╭─ Kutipan

Sebaliknya adapula yang sering mengeluh dan bersedih hati, tidak cocok dengan
orang lain dan pekerjaannya. Disamping itu ada pula orang yang dalam hidupnya
suka mengganggu orang lain, suka mengadu domba, memfitnah, menyeleweng,
menganiaya, menipu dan sebagainya. Hal ini terjadi karena kurangnya masyarakat
akan suatu hal untuk menjaga keharmonisan di dalam masyarakat.
Gejala-gejala
yang menggelisahkan masyarakat itulah yang mendorong para ahli jiwa untuk
berusaha menyelidiki apa yang menyebabkan tingkah laku orang berbeda-beda, kendatipun
kondisinya sama. Usaha ini menumbuhkan suatu cabang termuda dari ilmu jiwa
yaitu kesehatan. Serta dalam mempelajari kesehatan mental terdapat penyesuaian
diri antara diri sendiri dengan dirinya sendiri, maupun diri sendiri dengan
orang lain ataupun lingkungan. Dengan penyesuaian diri ini orang dapat dan
mampu untuk mengatasi masalah dengan baik. Mampu menempatkan dirinya pada suatu
hal yang berguna bagi dirinya dan orang lain dikalangan masyarakat.
Didalam
penyesuaian diri ini orang harus tau betul apa yang akan dipelajari dalam hal
ini. Dalam penyesuaian diri terdapat hal–hal seperti faktor penyesuaian diri, aspek
penyesuaian diri, karakteristik dalam penyesuaian diri, bentuk penyesuaian
diri, konsep dan proses penyesuaian diri. Hal ini harus bisa terpenuhi supaya
tidak terjadi masalah didalam masyarakat.
B.RUMUSAN MASALAH
Dari pelaksanaan observasi ini penulis menyimpulkan masalah ke
dalam beberapa pertanyaan pokok yaitu :
1.
Bagaimana
konsep dan proses penyesuaian diri peserta didik usia sekolah menengah?
2.
Apa saja
faktor-faktor yang mempengaruhi proses penyesuaian diri remaja?
3. Bagaimana
karakteristik penyesuaian diri remaja dan apa saja masalah umum yang sering
timbul dalam proses penyesuaian diri remaja di sekolah?[1]
4.
Upaya
apa saja yang dilakukan dalam penanganan masalah penyesuaian diri remaja?
C.Tujuan Penulisan
1.
Untuk
mengetahui konsep dan proses penyesuaian diri peserta didik usia sekolah
menengah
2.

╰─

• **Kumpulan Tugas**
• a. Menurut kutipan, apa yang mendorong para ahli jiwa menyelidiki penyebab tingkah laku orang berbeda-beda?
• b. Pada kutipan, ambil bagian yang dimulai dari kata-kata "Gejala-gejala" dan berhenti setelah "lain dikalangan masyarakat.", lalu tulis ulang bagian itu dengan mengganti "ahli jiwa" menjadi "psikolog".
Data yang menyusul tidak diperlukan.

╭─ Data

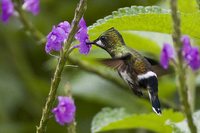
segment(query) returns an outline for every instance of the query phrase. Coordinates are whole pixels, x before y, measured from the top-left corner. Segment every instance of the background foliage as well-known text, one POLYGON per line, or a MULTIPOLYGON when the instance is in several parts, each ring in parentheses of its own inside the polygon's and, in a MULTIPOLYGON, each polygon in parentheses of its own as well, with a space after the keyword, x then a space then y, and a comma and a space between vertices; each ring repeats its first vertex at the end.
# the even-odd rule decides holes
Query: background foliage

╰─

• **Jawaban per Tugas**
• a. Gejala-gejala yang menggelisahkan masyarakat.

• b.
Gejala-gejala
yang menggelisahkan masyarakat itulah yang mendorong para psikolog untuk
berusaha menyelidiki apa yang menyebabkan tingkah laku orang berbeda-beda, kendatipun
kondisinya sama. Usaha ini menumbuhkan suatu cabang termuda dari ilmu jiwa
yaitu kesehatan. Serta dalam mempelajari kesehatan mental terdapat penyesuaian
diri antara diri sendiri dengan dirinya sendiri, maupun diri sendiri dengan
orang lain ataupun lingkungan. Dengan penyesuaian diri ini orang dapat dan
mampu untuk mengatasi masalah dengan baik. Mampu menempatkan dirinya pada suatu
hal yang berguna bagi dirinya dan orang lain dikalangan masyarakat.